#### GOAL OF THE EXERCISE:
The whole listing, from first line to last: copy it exactly.
---+---
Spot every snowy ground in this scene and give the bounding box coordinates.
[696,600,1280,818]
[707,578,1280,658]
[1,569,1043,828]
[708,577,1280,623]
---+---
#### ANSWER TO THE EXERCISE:
Spot every snowy ground in this scene and give the bounding box coordinates.
[696,600,1280,818]
[707,578,1280,658]
[1,569,1043,828]
[708,577,1280,623]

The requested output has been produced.